# Excerpted text start

时间:2019年12月11日(周三)15:00-17:00
地点:国家发展研究院万众楼二层大教室
主讲人:Subhrendu K.Pattanayak(杜克大学教授)
主持人:徐晋涛、王敏、黄卓、邢剑炜
题目:Climate change, air pollution, and human health: Can economics research help address these ominous links?
Against backdrop of worsening climate, air pollution (ambient & indoors) is getting worse, especially in Asia. Economists have entered this fray with better data, careful methods & more rigor; in principle, they can treat implementation as a science, specifying and testing hypotheses regarding implementation. Economists draw attention to preferences & constraints faced by households (firms, governments, NGOs) using rigorous quantitative approaches, as illustrated by multiyear multi-stage experimental study in the Himalayas to promote electric cooking.

# Excerpted text end
# Entries provided start

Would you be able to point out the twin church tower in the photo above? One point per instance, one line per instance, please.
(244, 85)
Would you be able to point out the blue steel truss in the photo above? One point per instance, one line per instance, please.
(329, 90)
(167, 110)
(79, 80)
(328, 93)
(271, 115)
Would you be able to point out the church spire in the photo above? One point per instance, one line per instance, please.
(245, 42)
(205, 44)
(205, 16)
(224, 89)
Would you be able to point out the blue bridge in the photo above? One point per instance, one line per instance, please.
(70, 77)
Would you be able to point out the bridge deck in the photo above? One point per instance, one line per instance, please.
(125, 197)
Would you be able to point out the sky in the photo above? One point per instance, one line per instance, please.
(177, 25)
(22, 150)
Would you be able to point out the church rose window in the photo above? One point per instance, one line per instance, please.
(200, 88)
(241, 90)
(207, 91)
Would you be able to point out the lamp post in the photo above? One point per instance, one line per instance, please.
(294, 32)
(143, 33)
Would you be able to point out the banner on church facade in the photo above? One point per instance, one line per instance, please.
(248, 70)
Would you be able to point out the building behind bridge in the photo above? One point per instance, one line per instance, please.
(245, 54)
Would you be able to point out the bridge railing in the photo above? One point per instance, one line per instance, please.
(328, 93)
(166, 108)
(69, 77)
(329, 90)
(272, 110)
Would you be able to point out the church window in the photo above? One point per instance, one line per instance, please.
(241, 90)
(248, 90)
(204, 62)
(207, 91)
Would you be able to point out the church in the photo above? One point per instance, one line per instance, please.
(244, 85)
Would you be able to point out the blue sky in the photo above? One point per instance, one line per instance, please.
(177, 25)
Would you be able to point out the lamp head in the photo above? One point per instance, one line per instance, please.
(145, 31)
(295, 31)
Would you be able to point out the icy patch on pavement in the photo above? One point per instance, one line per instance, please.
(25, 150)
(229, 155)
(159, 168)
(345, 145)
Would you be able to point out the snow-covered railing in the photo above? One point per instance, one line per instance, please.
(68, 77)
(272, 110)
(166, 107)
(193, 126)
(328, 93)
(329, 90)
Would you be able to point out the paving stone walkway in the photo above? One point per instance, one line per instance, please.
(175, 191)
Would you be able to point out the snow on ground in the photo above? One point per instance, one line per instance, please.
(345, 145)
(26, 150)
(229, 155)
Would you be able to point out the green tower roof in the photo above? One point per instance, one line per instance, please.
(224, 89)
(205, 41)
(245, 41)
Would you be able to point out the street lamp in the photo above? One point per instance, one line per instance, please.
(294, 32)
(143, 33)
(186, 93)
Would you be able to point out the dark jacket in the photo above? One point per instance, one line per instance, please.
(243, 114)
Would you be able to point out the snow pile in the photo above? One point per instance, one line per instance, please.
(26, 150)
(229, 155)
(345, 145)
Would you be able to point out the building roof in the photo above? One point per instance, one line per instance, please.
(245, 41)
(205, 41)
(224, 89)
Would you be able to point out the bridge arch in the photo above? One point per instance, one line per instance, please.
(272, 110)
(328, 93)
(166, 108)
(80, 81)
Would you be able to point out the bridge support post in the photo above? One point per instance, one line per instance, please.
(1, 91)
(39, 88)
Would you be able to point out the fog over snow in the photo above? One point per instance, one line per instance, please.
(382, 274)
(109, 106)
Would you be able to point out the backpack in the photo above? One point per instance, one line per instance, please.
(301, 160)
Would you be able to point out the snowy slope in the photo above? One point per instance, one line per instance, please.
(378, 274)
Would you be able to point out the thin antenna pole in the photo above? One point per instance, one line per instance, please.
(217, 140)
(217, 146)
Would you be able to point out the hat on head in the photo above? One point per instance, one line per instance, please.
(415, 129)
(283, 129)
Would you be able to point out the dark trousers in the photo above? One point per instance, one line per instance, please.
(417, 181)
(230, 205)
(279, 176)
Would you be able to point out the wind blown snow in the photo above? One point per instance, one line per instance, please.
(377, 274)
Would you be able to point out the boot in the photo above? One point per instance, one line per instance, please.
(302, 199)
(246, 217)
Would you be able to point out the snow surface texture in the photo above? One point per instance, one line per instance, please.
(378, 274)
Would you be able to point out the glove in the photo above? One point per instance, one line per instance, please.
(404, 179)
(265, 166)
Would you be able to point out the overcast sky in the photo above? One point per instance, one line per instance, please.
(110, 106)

# Entries provided end

(Tasks):
A - From the seminar announcement, copy the passage between "时间:2019年12月11日(周三)15:00-17:00" and "promote electric cooking.", inclusive.
B - According to the seminar announcement, what does the multiyear multi-stage experimental study in the Himalayas aim to promote?
C - Pick up the seminar announcement from where it stops.
The items are separate from the seminar announcement.

(Exercise responses):
A -
时间:2019年12月11日(周三)15:00-17:00
地点:国家发展研究院万众楼二层大教室
主讲人:Subhrendu K.Pattanayak(杜克大学教授)
主持人:徐晋涛、王敏、黄卓、邢剑炜
题目:Climate change, air pollution, and human health: Can economics research help address these ominous links?
Against backdrop of worsening climate, air pollution (ambient & indoors) is getting worse, especially in Asia. Economists have entered this fray with better data, careful methods & more rigor; in principle, they can treat implementation as a science, specifying and testing hypotheses regarding implementation. Economists draw attention to preferences & constraints faced by households (firms, governments, NGOs) using rigorous quantitative approaches, as illustrated by multiyear multi-stage experimental study in the Himalayas to promote electric cooking.

B - Electric cooking.

C -
By combining a stratified field experiment in India with a triple-differences estimation strategy, we show that a local development NGO’s prior engagement with target communities increases the effectiveness of a technology-promotion intervention implemented by it by at least 30 percent. This “NGO effect” has implications for the generalizability and scalability of evidence from experimental research conducted with local implementation partners.
What we must remember is that policies impose many costs and benefits (implementation, political economy, transaction costs). Thus, scholars must avoid a rise in risk of type III errors (precise answers to pointless questions), if they are to aid policy implementation.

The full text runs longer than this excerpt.